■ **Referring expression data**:
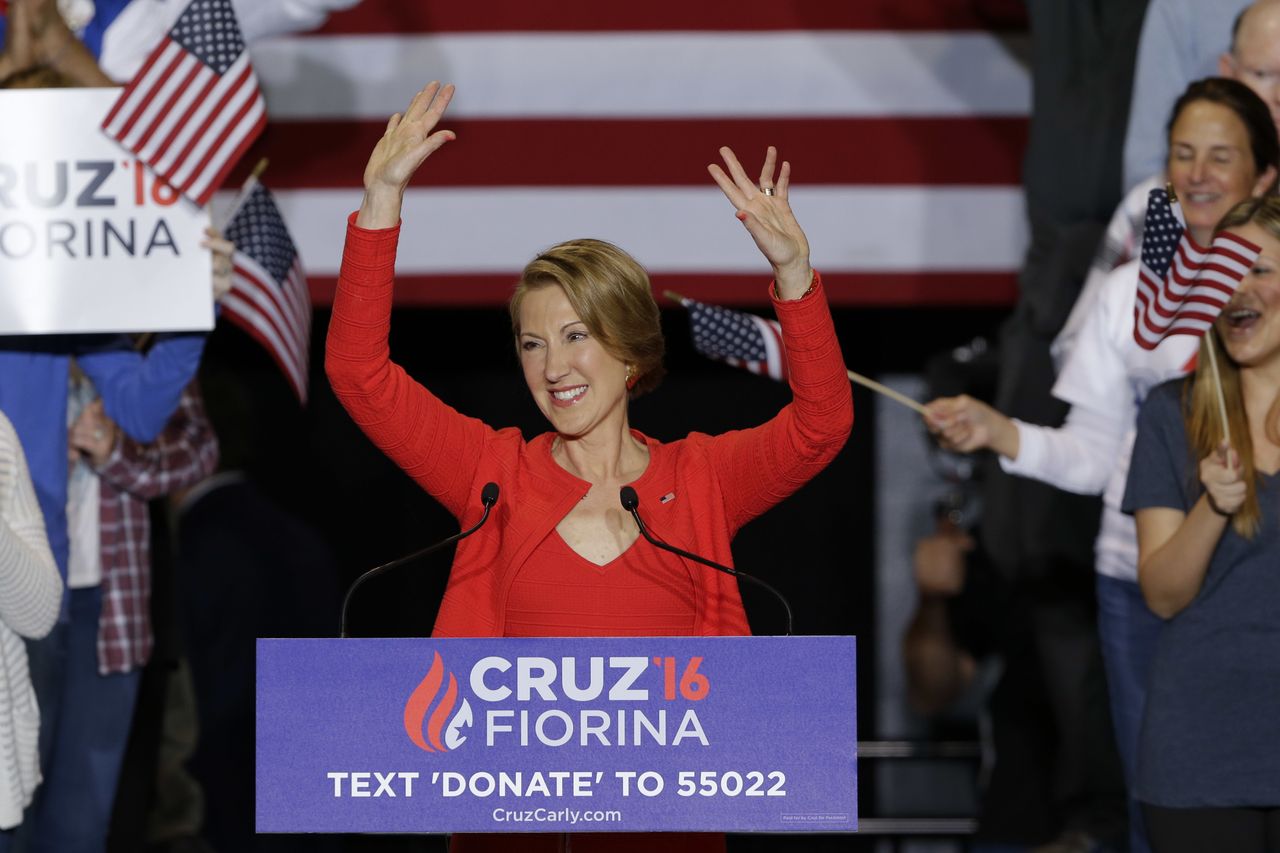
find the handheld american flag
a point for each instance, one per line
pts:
(195, 106)
(1182, 287)
(737, 338)
(269, 292)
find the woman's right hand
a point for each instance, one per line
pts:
(1223, 480)
(965, 425)
(410, 138)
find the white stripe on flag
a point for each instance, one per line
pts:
(252, 284)
(159, 100)
(177, 113)
(245, 90)
(702, 74)
(772, 345)
(195, 123)
(233, 137)
(138, 97)
(686, 229)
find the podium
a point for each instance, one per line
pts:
(557, 735)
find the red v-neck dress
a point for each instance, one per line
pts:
(695, 493)
(643, 592)
(516, 576)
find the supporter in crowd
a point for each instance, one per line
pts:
(586, 331)
(1182, 41)
(110, 635)
(30, 593)
(1207, 510)
(1253, 59)
(1223, 149)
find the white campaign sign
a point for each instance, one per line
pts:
(90, 240)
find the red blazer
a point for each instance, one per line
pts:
(717, 483)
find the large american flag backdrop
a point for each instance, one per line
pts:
(904, 123)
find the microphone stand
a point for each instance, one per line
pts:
(488, 496)
(631, 503)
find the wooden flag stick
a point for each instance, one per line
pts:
(1217, 384)
(888, 392)
(854, 377)
(242, 196)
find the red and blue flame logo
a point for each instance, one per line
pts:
(433, 728)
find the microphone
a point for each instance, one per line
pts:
(488, 496)
(631, 503)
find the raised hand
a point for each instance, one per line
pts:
(766, 211)
(1223, 480)
(94, 433)
(223, 252)
(410, 138)
(965, 425)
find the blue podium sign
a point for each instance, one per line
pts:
(552, 735)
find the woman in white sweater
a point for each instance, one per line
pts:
(1223, 149)
(31, 592)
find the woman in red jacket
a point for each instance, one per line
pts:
(561, 557)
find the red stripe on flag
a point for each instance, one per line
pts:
(245, 78)
(844, 290)
(266, 300)
(397, 17)
(193, 68)
(603, 153)
(223, 164)
(140, 104)
(246, 324)
(196, 105)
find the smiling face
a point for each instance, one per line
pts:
(576, 383)
(1211, 165)
(1251, 323)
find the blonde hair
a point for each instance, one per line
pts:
(1201, 411)
(611, 293)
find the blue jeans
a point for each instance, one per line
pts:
(1128, 632)
(87, 735)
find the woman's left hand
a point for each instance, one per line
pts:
(223, 256)
(94, 433)
(768, 219)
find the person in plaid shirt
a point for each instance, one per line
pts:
(112, 619)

■ **Required action**:
Your answer should consist of the lines above that hold the word "microphone", copied exactly.

■ **Your solution**:
find the microphone stand
find the microphone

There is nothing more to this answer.